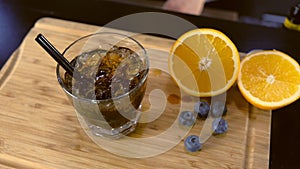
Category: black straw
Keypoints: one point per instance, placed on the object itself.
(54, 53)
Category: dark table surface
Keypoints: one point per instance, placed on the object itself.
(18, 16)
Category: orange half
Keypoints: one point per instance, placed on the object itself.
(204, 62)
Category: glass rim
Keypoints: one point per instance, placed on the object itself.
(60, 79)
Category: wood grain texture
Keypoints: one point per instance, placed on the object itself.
* * *
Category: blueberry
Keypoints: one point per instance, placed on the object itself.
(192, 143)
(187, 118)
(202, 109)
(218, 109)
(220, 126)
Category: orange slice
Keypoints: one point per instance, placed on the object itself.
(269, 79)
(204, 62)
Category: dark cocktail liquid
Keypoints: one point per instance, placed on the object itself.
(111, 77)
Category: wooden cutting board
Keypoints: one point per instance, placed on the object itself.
* * *
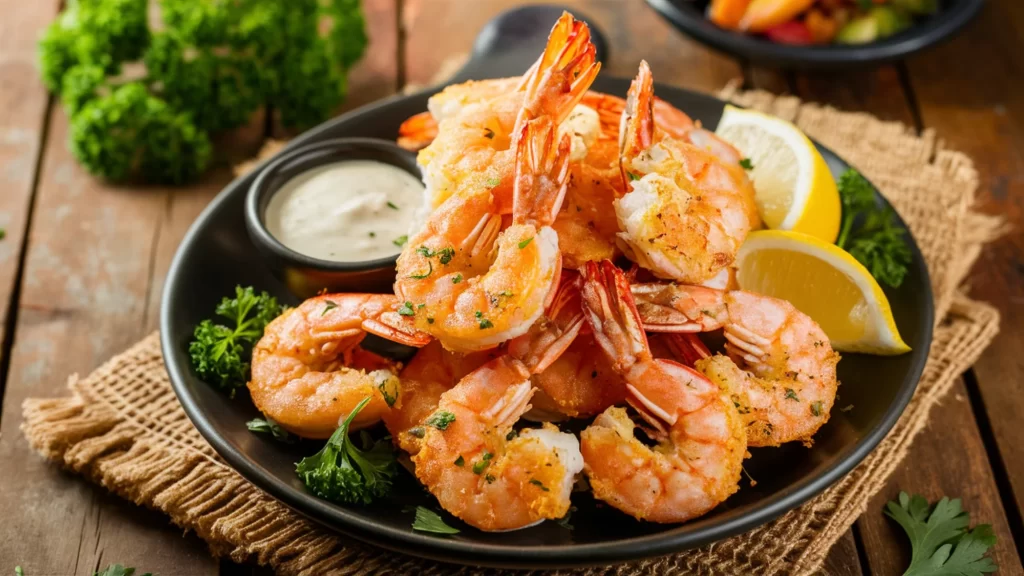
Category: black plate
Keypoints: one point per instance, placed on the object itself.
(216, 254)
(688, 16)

Problem to work on: Line count for the word "orange": tally the lines in the records that include it and give only the result.

Your response: 2